Ahora me di cuenta  del motivo por el cual Hugo le dice San José, y es porque San José es el patrón de los cornudos. 
En la escena Hugo está en la cocina besando a la esposa de "San José" tres segundos antes de que este entre por la puerta:

118
00:08:26,272 --> 00:08:28,889  
- Attento!   (dice la mujer mientras Hugo la besa en el cuello)
- E via!
119
00:08:29,459 --> 00:08:30,985
Mio marito e alzato...
120
00:08:32,445 --> 00:08:35,188
- Buongiorno, signor San Giuseppe! (dice Hugo al marido cornudo que acaba de entrar)
Buongiorno!


----------



## Geviert

0scar said:


> Ahora me di cuenta  del motivo por el cual Hugo le dice San José, y es porque San José es el patrón de los cornudos.
> En la escena Hugo está en la cocina besando a la esposa de "San José" tres segundos antes de que este entre por la puerta:
> 
> 118
> 00:08:26,272 --> 00:08:28,889
> - Attento!   (dice la mujer mientras Hugo la besa en el cuello)
> - E via!
> 119
> 00:08:29,459 --> 00:08:30,985
> Mio marito e alzato...
> 120
> 00:08:32,445 --> 00:08:35,188
> - Buongiorno, signor San Giuseppe! (dice Hugo al marido cornudo que acaba de entrar)
> Buongiorno!



Entonces, si este contexto es el más plausible, la explicación más razonable de la misteriosa expresión es la siguiente: el amante le toma el pelo al marido (típico _leitmotiv _italiano), llamándole irónicamente, por contraste, _ganzo _en el significado de _furbo, scaltro_. Ahora bien, ese _ba_- sinceramente no me dice nada, como ya fue precisado. En todo caso me imaginaría un _va _(del verbo _andare_): _eh  va(do) ganzo!

PS. _claro que si son buenos cristianos y ponen el link con el video incriminato, San Guchito les agradecería seguramente por la buena obra.

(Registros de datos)
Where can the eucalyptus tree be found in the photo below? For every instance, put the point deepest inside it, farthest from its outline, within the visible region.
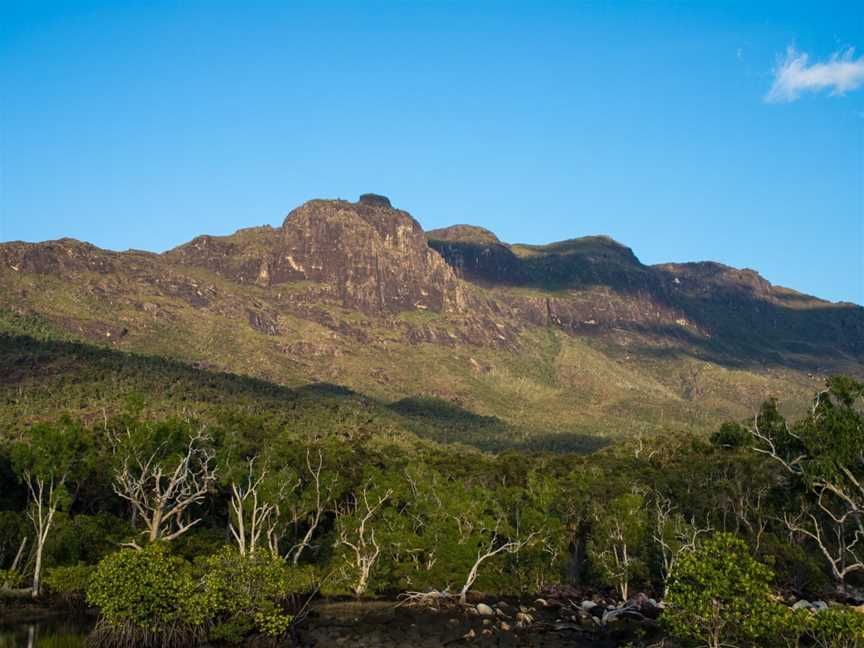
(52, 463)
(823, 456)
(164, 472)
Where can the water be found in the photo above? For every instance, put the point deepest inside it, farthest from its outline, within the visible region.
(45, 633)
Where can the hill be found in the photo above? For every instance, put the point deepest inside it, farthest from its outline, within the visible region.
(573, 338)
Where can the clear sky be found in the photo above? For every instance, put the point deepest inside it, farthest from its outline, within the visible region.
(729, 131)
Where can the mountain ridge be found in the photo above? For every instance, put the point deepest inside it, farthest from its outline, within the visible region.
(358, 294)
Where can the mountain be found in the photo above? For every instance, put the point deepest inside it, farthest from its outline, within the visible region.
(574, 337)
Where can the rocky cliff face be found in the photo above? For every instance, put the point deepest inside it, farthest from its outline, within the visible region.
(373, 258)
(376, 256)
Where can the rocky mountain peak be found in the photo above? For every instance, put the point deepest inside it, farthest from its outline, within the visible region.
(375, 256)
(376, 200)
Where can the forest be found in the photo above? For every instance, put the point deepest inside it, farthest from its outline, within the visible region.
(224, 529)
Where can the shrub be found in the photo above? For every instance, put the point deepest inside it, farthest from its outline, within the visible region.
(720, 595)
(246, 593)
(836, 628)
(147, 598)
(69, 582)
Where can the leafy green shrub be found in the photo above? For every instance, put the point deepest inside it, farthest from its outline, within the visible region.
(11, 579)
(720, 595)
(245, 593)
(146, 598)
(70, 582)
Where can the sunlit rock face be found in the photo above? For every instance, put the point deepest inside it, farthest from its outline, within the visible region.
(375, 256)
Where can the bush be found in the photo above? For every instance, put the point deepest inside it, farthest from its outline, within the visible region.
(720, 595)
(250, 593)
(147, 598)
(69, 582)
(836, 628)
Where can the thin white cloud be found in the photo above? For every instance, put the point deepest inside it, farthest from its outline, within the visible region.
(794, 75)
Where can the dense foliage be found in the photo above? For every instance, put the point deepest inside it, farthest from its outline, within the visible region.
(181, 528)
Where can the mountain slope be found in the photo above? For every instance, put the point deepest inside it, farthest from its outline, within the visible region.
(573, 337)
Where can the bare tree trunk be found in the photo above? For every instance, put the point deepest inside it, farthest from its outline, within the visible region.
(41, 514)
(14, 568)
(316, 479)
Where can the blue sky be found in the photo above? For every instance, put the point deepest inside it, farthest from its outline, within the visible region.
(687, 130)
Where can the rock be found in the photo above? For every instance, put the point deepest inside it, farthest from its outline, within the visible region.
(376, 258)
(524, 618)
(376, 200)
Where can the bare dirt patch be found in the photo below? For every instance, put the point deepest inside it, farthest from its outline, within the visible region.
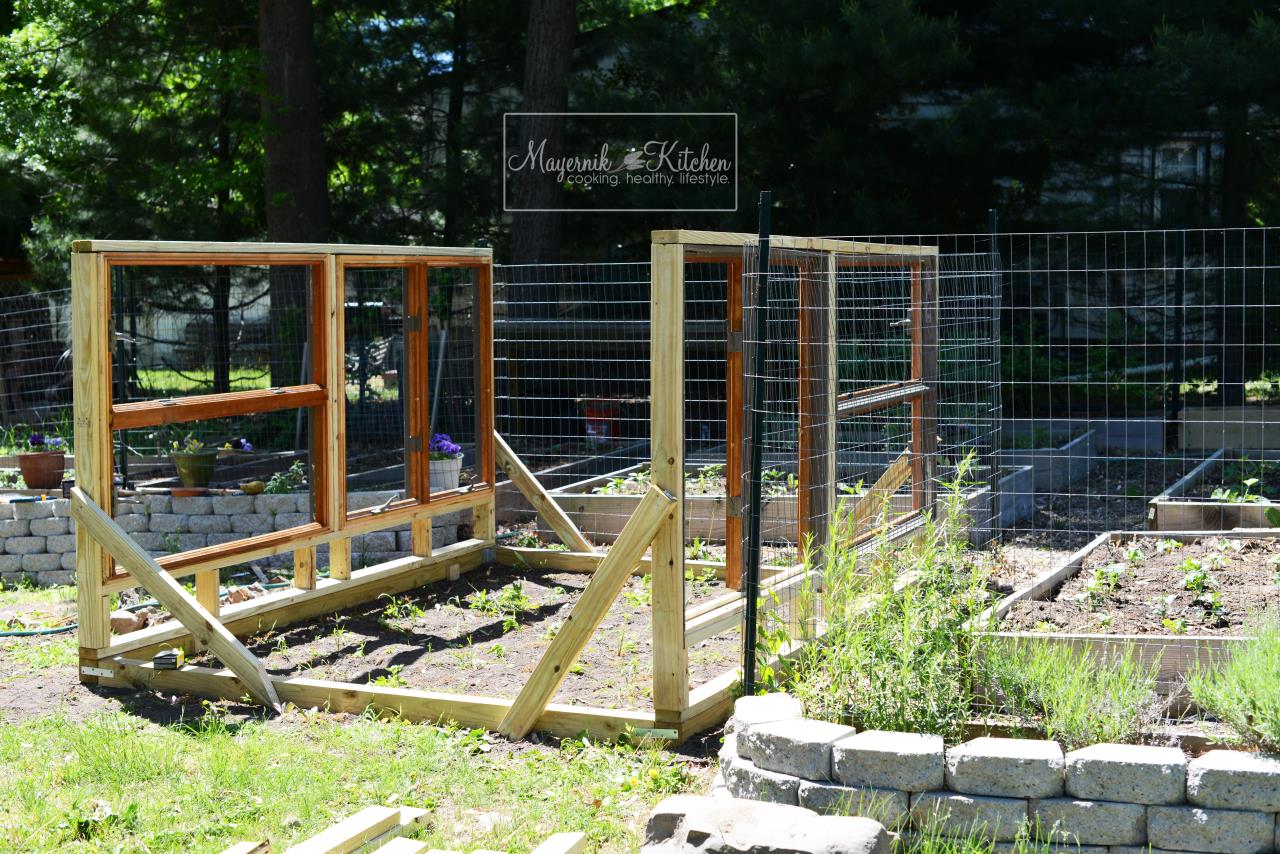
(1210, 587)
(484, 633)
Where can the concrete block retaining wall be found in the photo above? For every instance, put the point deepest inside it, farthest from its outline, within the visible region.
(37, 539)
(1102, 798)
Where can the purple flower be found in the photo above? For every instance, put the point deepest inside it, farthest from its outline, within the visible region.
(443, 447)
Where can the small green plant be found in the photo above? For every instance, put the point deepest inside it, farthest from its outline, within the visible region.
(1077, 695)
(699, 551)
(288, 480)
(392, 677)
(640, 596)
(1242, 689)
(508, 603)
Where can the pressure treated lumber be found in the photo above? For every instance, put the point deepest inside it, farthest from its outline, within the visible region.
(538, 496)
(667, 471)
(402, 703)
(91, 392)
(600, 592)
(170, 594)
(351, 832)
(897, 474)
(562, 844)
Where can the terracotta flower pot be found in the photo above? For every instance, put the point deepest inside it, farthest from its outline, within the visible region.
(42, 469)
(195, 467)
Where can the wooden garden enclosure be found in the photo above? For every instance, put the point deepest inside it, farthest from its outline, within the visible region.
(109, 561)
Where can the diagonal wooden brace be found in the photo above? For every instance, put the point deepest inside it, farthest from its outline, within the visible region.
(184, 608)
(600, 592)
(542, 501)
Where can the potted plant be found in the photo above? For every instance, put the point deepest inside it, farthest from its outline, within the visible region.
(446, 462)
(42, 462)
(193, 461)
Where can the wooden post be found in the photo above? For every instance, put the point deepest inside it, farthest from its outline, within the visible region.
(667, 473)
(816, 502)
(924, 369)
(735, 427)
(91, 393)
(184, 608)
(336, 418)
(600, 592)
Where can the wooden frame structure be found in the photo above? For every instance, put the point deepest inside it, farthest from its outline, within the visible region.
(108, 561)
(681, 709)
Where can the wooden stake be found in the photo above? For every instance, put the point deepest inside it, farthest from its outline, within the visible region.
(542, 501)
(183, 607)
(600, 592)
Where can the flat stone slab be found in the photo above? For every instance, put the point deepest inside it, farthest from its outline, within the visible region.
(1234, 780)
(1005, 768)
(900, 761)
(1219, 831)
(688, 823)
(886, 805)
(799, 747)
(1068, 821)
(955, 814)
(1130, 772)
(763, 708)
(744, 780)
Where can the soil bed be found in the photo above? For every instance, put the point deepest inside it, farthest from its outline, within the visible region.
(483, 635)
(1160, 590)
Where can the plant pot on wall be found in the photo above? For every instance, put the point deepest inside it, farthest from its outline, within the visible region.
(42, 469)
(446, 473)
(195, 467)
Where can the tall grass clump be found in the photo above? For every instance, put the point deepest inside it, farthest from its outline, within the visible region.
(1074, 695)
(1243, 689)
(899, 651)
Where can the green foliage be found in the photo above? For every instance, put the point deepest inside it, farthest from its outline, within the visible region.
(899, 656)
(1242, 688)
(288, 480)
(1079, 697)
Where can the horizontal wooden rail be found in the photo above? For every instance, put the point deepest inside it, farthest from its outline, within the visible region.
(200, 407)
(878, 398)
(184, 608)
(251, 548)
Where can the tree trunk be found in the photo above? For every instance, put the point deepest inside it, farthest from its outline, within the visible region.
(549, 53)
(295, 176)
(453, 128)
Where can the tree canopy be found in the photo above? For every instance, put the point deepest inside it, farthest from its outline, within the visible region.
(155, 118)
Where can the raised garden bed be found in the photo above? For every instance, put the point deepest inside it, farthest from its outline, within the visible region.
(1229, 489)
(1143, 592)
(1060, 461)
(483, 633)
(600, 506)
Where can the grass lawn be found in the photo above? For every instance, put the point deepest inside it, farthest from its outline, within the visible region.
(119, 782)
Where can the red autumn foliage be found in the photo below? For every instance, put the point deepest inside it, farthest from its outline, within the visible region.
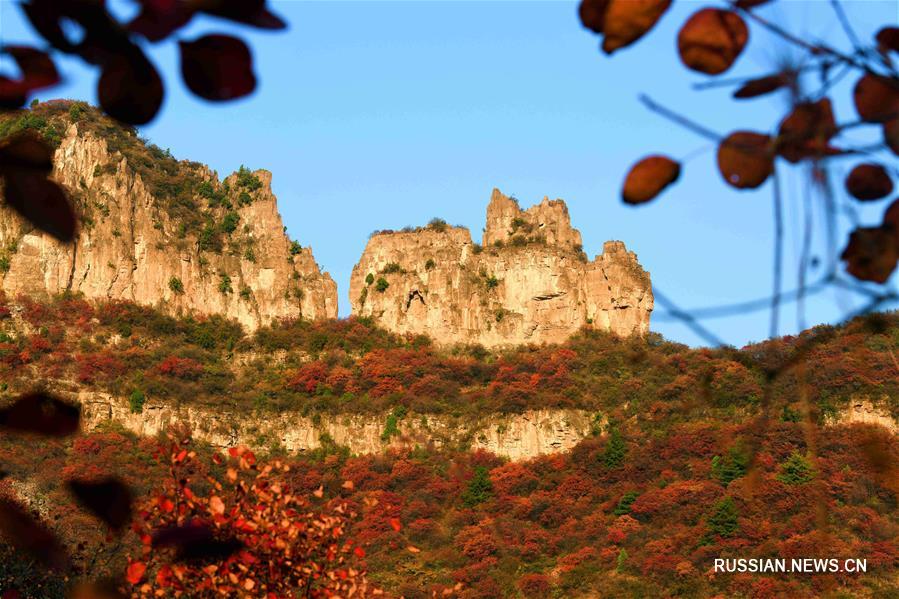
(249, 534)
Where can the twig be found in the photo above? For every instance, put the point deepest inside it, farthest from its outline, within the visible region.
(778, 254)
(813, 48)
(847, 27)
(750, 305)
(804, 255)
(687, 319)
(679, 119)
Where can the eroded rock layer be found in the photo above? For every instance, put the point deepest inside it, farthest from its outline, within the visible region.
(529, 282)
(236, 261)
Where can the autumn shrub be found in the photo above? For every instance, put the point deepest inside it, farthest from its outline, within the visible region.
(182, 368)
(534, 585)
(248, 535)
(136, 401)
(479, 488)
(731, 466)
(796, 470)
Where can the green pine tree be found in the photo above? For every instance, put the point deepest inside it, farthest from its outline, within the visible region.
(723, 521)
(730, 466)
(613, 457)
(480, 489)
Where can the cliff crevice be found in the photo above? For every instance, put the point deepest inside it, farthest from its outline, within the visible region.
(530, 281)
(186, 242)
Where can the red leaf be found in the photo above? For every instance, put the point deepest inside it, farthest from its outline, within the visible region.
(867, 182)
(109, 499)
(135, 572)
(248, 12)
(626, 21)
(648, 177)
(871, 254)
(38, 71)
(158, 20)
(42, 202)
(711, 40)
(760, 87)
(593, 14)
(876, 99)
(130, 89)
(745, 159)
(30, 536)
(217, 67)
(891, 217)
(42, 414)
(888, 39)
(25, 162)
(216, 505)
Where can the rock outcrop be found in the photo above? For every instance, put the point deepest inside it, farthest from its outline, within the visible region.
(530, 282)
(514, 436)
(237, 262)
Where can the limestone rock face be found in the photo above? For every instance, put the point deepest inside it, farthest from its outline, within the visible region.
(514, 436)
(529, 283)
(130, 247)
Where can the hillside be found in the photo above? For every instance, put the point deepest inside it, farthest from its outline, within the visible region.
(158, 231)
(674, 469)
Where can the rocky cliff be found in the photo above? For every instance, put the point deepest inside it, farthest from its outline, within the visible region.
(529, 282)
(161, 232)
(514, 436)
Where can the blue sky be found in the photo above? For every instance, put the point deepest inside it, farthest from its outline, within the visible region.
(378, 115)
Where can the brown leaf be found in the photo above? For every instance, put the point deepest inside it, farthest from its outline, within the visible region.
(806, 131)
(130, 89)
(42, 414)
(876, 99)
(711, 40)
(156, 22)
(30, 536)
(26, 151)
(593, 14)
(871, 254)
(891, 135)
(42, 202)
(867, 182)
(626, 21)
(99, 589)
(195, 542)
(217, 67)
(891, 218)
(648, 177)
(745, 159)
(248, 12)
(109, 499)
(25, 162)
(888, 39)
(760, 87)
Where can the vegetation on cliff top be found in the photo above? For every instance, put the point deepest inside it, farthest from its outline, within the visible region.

Consigna ▸ Resume el pasaje en dos oraciones.

Respuesta ▸ Un participante explica que Hugo llama San José al marido porque San José es el patrón de los cornudos, y cita los subtítulos de la escena en que Hugo besa a la esposa en la cocina tres segundos antes de que el marido entre. Otro participante responde que, si ese contexto es el más plausible, el amante se burla del marido llamándolo irónicamente ganzo en el sentido de furbo o scaltro, y que en lugar del ba- imaginaría un va del verbo andare.